Exclusive breastfeeding for the first six months of life is proven to protect both mother and child health. According to the World Health Organization (WHO), between 2015 and 2021, 48% of mothers exclusively breastfed, meaning that their babies were not given any other food or liquids. However, this figure is based on data collected from surveys which report what a child was given in the previous 24 hours. A research team, including members from the University of Tokyo, has found that this "24-hour recall" method overestimates exclusive breastfeeding by about six times compared to a "since-birth recall" method. The 24-hour recall data also do not reflect the positive impact of in-hospital breastfeeding support and guidance. More indicators to assess child-feeding practices and mothers' experiences are needed to increase exclusive breastfeeding and to improve breastfeeding outcomes for both.
Breastfeeding is a natural behavior but also a learned behavior that requires appropriate support. The World Health Organization and the United Nations Children's Fund (UNICEF) recommend that babies be exclusively breastfed until the age of six months. Breast milk contains antibodies and hormones, along with nutrients, which can help build babies' resistance to common childhood illnesses and can even reduce the risk of some diseases in adulthood. According to the Centers for Disease Control and Prevention in the U.S., breastfeeding also benefits the mother by reducing the risk of breast and ovarian cancer, type 2 diabetes and high blood pressure. However, many women breastfeed without sufficient help or guidance, which can result in mothers struggling with this demanding task and stopping earlier.
The WHO has set a global target to increase exclusive breastfeeding in the first six months from an estimated 38% between 2006 and 2010, to over 50% by 2025. To assess progress toward this target, the WHO and UNICEF collect data on child feeding from population-based household surveys every three to five years. These surveys ask what babies under the age of 5 months were fed, and how often, within the past 24 hours. However, this 24-hour recall method has been criticized for not giving a true picture of breastfeeding practices.

- [Exercise data]:
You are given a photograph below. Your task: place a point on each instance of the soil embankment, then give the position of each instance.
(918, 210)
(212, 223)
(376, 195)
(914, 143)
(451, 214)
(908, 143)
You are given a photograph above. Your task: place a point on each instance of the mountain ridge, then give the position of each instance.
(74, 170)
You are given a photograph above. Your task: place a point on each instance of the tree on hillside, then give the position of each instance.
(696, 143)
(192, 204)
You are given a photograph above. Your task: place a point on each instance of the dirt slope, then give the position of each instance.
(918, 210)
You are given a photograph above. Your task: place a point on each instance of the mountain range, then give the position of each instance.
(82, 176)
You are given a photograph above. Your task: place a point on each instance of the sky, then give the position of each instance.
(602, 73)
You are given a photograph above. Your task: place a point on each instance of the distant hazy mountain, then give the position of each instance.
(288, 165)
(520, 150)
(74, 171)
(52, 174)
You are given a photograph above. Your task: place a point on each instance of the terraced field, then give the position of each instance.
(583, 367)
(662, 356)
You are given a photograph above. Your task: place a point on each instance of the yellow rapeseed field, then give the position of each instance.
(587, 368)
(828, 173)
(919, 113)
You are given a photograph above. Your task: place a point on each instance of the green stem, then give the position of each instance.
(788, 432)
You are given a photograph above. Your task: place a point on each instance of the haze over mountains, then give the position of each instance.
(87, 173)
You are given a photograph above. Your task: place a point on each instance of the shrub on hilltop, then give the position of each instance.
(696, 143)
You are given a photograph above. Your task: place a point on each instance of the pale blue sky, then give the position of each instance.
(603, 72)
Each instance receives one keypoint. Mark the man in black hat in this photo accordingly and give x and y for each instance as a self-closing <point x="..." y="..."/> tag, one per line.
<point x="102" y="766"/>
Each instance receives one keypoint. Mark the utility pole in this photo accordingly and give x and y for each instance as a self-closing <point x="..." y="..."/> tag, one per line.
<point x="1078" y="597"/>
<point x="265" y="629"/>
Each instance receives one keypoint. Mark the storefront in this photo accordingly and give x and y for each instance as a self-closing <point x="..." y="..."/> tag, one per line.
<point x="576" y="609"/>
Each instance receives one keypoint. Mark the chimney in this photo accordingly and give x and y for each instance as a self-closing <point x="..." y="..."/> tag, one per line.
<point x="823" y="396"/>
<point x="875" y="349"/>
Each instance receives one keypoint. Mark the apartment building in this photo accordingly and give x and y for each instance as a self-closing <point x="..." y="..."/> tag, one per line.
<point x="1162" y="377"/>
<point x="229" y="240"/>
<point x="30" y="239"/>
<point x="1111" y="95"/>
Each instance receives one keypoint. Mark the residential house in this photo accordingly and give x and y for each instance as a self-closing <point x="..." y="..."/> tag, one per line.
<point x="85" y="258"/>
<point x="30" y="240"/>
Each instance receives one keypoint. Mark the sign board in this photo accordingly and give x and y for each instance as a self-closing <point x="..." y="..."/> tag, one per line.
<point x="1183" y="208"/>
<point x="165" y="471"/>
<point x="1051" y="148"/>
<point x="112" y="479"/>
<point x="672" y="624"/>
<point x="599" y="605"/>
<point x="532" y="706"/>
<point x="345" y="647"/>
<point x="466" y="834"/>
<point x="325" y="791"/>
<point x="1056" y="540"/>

- [Exercise requirements]:
1 – From the breastfeeding passage, output the part that opens with the words containing "Breastfeeding is a" and closes with "and stopping earlier.".
2 – According to the breastfeeding passage, how much does the 24-hour recall method overestimate exclusive breastfeeding compared with the since-birth recall method?
3 – Resume the breastfeeding passage from where it stops.

- [Answers given]:
1 –
Breastfeeding is a natural behavior but also a learned behavior that requires appropriate support. The World Health Organization and the United Nations Children's Fund (UNICEF) recommend that babies be exclusively breastfed until the age of six months. Breast milk contains antibodies and hormones, along with nutrients, which can help build babies' resistance to common childhood illnesses and can even reduce the risk of some diseases in adulthood. According to the Centers for Disease Control and Prevention in the U.S., breastfeeding also benefits the mother by reducing the risk of breast and ovarian cancer, type 2 diabetes and high blood pressure. However, many women breastfeed without sufficient help or guidance, which can result in mothers struggling with this demanding task and stopping earlier.

2 – About six times.

3 –
"We have found that merely asking mothers whether they are currently breastfeeding overestimates the prevalence of breastfeeding and also overlooks the importance of providing proper support in maternity facilities," said Assistant Professor Keiko Nanishi from the Graduate School of Medicine at the University of Tokyo. "I have long thought that 24-hour recall used by the WHO as an indicator does not reflect the responsibilities of health staff and facilities. As a mother, a pediatrician, a lactation consultant and a researcher in maternal and child health, I think breastfeeding promotion should focus on creating a mother- and baby-friendly environment including health staff and facilities implementing evidence-based infant-feeding practices."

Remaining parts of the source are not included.